** Start of Data to process **
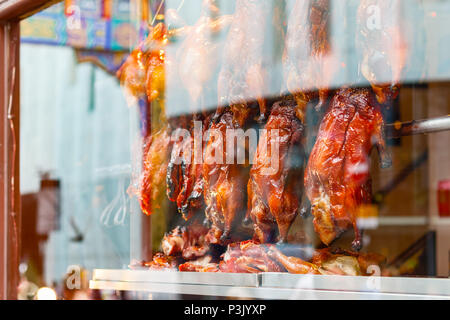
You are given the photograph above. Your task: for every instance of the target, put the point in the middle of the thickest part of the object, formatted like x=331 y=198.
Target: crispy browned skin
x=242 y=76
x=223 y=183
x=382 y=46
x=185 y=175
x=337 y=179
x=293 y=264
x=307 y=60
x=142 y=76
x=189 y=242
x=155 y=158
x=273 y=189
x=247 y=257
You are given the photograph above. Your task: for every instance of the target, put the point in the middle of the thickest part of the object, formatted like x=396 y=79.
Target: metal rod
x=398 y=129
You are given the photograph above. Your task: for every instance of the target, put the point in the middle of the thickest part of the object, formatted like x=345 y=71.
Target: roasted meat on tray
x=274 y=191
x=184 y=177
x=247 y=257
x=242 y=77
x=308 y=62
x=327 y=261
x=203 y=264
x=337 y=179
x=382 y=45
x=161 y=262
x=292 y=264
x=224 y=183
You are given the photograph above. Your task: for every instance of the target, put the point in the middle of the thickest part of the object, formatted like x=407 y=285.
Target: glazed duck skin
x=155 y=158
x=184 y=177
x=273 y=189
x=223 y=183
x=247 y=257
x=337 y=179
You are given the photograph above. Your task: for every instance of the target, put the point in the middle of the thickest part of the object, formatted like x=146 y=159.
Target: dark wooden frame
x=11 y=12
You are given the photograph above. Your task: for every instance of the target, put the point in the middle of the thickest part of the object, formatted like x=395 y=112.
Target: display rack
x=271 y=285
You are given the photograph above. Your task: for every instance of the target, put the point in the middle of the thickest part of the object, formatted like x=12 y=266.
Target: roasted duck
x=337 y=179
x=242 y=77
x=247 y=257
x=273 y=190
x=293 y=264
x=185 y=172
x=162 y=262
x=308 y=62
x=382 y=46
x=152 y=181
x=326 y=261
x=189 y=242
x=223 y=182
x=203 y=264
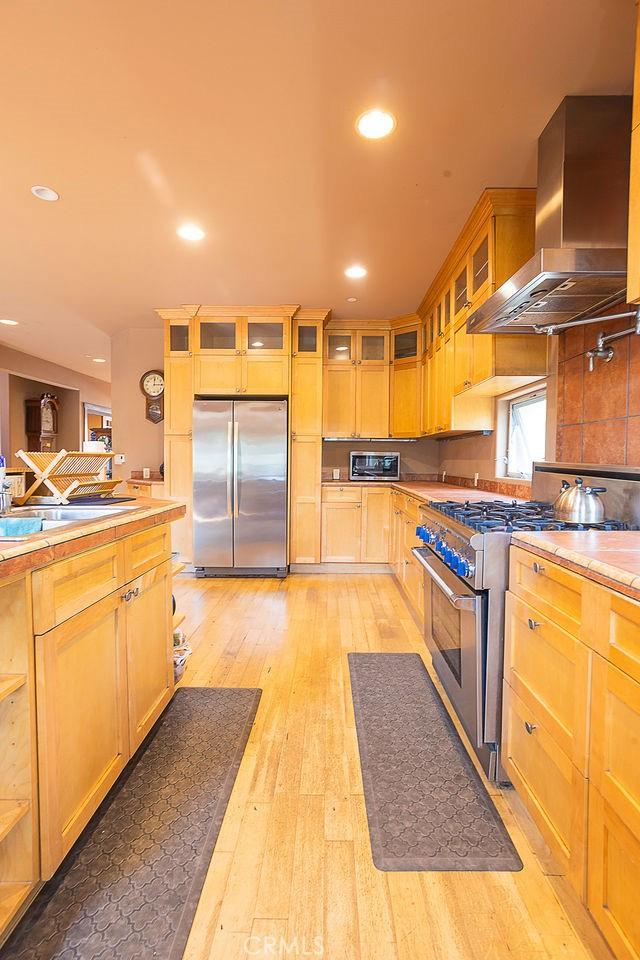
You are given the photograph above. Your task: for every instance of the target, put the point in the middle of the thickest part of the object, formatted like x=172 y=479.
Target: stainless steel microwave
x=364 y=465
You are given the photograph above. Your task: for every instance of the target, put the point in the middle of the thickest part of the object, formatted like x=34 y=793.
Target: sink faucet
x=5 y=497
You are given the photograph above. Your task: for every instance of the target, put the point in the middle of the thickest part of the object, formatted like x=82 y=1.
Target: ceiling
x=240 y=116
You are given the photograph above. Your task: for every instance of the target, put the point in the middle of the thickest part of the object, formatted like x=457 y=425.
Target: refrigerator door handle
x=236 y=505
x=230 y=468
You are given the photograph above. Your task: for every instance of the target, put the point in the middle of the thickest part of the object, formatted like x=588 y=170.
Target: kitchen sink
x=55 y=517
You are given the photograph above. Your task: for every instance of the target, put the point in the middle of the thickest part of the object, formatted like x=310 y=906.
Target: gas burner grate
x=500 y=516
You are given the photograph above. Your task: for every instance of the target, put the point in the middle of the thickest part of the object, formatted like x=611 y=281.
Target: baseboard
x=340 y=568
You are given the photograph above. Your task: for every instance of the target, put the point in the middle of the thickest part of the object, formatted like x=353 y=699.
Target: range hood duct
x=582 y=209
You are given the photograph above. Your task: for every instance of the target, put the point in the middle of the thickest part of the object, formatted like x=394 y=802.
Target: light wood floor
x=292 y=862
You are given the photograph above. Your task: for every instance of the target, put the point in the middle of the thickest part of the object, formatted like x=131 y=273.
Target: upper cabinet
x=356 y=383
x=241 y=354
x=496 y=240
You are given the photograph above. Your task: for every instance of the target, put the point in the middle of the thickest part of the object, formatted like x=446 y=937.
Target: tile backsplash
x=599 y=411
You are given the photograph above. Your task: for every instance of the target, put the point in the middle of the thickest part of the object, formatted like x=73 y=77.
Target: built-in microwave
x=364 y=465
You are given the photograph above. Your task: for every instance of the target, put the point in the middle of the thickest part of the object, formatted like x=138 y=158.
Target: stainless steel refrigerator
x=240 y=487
** End of Data to process **
** Start of Data to process **
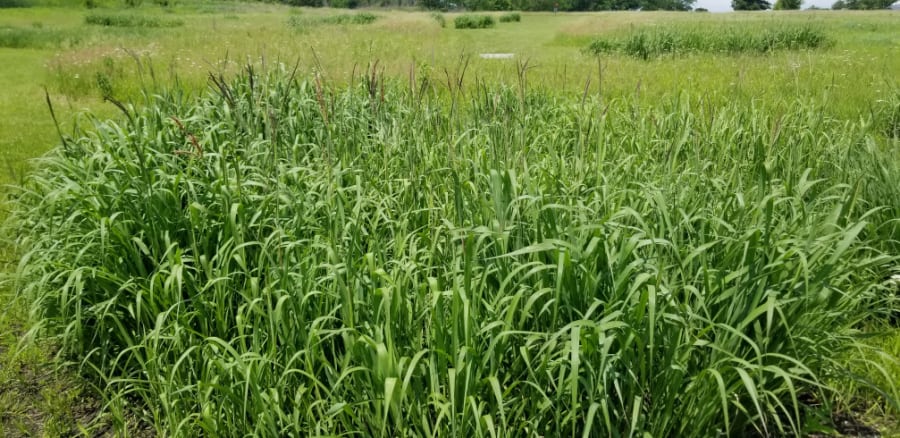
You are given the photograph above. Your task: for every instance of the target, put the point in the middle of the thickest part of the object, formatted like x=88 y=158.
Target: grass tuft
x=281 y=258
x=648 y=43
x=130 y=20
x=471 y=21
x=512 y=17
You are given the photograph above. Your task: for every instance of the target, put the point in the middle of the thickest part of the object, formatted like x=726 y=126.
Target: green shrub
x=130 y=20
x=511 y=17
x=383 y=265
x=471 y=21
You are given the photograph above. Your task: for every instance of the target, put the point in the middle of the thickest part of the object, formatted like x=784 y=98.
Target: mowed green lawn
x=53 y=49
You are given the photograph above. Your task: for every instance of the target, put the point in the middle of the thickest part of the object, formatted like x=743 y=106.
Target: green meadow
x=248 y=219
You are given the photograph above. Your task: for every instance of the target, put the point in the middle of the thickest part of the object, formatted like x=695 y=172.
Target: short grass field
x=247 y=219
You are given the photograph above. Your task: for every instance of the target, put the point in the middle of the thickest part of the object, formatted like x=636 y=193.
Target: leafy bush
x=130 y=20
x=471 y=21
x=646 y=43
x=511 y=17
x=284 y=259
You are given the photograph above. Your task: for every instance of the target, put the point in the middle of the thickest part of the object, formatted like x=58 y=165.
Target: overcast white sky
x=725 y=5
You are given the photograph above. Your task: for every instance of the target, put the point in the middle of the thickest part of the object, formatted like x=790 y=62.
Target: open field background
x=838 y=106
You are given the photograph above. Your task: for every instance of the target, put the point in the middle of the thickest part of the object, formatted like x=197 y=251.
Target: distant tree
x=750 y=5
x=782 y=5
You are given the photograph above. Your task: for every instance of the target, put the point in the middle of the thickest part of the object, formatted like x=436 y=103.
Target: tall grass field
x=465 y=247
** End of Data to process **
Reproduce verbatim the lines above, starting at the line that contains "like x=588 y=170." and ending at the line that contains "x=340 y=568", with both of those lines included.

You are given the photograph above. Your task: for every instance of the target, put the point in the middle of the thickest part of the object, formatted like x=588 y=170.
Target: kitchen sink
x=55 y=517
You are given the photograph above. Your task: for every instance of the target, put the point in the middle of the thickest part of the object, formatted like x=310 y=906.
Target: gas burner grate
x=500 y=516
You are given the photograph above. Your task: for every instance of the target, put the point in the middle of the thickest part of the object, formatted like x=611 y=281.
Target: baseboard
x=340 y=568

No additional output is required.